Reproduce every line of the material below word for word, without changing anything.

#### LISTING

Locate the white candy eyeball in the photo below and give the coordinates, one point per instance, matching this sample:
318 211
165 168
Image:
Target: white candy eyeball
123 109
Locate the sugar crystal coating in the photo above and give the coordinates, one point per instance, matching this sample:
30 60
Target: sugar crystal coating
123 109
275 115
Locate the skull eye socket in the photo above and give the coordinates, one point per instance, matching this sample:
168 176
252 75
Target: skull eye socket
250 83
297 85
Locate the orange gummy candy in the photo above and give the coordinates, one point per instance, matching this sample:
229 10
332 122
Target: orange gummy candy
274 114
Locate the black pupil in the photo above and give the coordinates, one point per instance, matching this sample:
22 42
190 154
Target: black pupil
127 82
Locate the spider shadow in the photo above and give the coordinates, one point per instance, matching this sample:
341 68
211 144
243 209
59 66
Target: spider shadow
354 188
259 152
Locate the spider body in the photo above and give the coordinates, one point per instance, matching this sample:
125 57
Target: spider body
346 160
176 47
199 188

########

» **SOLUTION TO THE PROBLEM**:
Locate the white candy eyeball in the photo below and give the coordinates, one point per instance, matching this sample:
318 211
165 168
Image:
Target: white candy eyeball
123 109
Locate the sugar crystal coating in the photo above and give the coordinates, one point per instance, matching this sample:
30 60
Target: sugar crystal coating
123 109
275 115
Locate the skull eye socket in the photo above and give the coordinates, one point per instance, matching this sample:
168 176
252 75
Target: skull eye socket
250 83
297 85
Locate the orange gummy candy in the photo above and give the coordinates, one point per instance, matching this sample:
229 10
332 122
Target: orange gummy candy
274 114
Locate the black pupil in the photo above and give the coordinates, one point per instance, matching this sample:
22 42
190 154
Target: black pupil
127 82
Locate the spider shadow in the photo above and give the coordinates, one point per instance, matching this sample:
341 68
211 144
243 209
59 66
Target: spider shadow
354 188
259 152
Locate the spider body in the photo above and give the coordinates, one point per instance, matching this sample:
125 57
Target: spider body
346 160
176 47
199 188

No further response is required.